* START RECORD LIST *

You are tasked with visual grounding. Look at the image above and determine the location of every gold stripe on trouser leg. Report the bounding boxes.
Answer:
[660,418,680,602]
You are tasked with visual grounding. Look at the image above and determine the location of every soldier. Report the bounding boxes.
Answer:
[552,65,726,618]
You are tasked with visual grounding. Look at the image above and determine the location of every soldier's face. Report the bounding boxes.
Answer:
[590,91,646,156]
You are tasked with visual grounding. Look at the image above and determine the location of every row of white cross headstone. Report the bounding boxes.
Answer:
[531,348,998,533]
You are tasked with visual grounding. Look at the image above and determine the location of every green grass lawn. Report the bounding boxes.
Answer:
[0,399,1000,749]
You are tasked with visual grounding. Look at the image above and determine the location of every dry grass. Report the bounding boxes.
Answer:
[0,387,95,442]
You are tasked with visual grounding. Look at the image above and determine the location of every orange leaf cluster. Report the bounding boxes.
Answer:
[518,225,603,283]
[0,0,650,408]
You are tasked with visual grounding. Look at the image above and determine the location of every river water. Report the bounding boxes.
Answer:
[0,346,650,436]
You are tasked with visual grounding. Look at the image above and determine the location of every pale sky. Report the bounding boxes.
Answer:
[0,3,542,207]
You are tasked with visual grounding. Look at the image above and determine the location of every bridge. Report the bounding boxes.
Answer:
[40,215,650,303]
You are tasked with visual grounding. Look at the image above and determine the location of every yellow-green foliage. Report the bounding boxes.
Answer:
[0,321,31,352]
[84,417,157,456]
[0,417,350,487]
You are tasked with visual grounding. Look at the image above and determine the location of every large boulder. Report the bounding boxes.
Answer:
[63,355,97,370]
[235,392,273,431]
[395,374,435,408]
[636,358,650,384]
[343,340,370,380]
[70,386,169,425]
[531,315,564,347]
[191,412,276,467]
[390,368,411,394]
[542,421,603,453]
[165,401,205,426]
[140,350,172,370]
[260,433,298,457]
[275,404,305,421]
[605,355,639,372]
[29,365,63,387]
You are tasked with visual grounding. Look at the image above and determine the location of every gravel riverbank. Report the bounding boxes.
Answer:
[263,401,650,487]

* END RECORD LIST *

*STATED GOAL*
Rewrite the material as a numbered list, starting at its first line and ending with the line containing "[590,91,646,156]", with both of those lines included. Leave out any blank lines.

*REPLY*
1. You are tasked with visual grounding. Look at the image above and determine the location of every gold stripe on trouser leg. Report the bounding boxes.
2. Answer:
3. [660,418,680,602]
4. You are tasked with visual grounding. Look at the image above and determine the location of every soldier. Report the bounding boxes.
5. Answer:
6. [552,65,726,618]
7. You are tasked with visual grounding. Look at the image above and determine the location of every soldier's face. Report the bounding boxes.
8. Answer:
9. [590,91,646,156]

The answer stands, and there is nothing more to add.